• **Source passage**
· · · · ·
The decoder takes in the actual target sentence and tries to predict it. This model differs from the recurrent neural network models previously detailed in these tutorials as it predicts all tokens within the target sentence in parallel. There is no sequential processing, i.e. no decoding loop. This will be detailed further later on in the tutorials.

The decoder is similar to the encoder, with a few changes to both the main model and the convolutional blocks inside the model.

First, the embeddings do not have a residual connection that connects after the convolutional blocks and the transformation. Instead the embeddings are fed into the convolutional blocks to be used as residual connections there.

Second, to feed the decoder information from the encoder, the encoder conved and combined outputs are used - again, within the convolutional blocks.

Finally, the output of the decoder is a linear layer from embedding dimension to output dimension. This is used make a prediction about what the next word in the translation should be.

Decoder Convolutional Blocks

Again, these are similar to the convolutional blocks within the encoder, with a few changes.

First, the padding. Instead of padding equally on each side to ensure the length of the sentence stays the same throughout, only pad at the beginning of the sentence. As it is processing all of the targets simultaneously in parallel, and not sequentially, need a method of only allowing the filters translating token $i$ to only look at tokens before word $i$. If they were allowed to look at token $i+1$ (the token they should be outputting), the model will simply learn to output the next word in the sequence by directly copying it, without actually learning how to translate.
· · · · ·
• **Dataset excerpts**
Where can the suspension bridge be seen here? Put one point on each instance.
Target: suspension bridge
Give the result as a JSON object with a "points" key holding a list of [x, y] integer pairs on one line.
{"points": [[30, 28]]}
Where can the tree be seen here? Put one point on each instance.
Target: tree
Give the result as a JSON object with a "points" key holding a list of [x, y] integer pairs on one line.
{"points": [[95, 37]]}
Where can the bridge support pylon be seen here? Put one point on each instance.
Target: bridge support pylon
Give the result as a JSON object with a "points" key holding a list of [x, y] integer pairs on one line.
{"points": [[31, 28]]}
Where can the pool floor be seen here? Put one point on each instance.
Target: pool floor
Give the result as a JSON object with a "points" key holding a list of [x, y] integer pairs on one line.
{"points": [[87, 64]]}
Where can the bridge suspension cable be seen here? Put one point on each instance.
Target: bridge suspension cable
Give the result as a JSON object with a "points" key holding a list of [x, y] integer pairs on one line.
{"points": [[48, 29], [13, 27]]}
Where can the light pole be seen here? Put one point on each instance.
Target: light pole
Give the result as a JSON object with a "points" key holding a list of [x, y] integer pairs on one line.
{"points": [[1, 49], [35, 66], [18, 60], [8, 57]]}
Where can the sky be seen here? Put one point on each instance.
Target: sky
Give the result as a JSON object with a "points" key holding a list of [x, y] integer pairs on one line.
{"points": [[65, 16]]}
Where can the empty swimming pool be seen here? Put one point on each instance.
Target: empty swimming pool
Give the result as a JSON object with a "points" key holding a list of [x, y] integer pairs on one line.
· · · · ·
• **Directions**
(a) In the passage about the convolutional decoder, where is padding placed in the decoder's convolutional blocks?
(b) Reproduce word for word the part of the passage about the convolutional decoder starting with "First, the embeddings" and going on through "the convolutional blocks.".
Rely solely on the passage about the convolutional decoder, not on the items.

• **Responses to the tasks**
(a) Only at the beginning of the sentence.

(b)
First, the embeddings do not have a residual connection that connects after the convolutional blocks and the transformation. Instead the embeddings are fed into the convolutional blocks to be used as residual connections there.

Second, to feed the decoder information from the encoder, the encoder conved and combined outputs are used - again, within the convolutional blocks.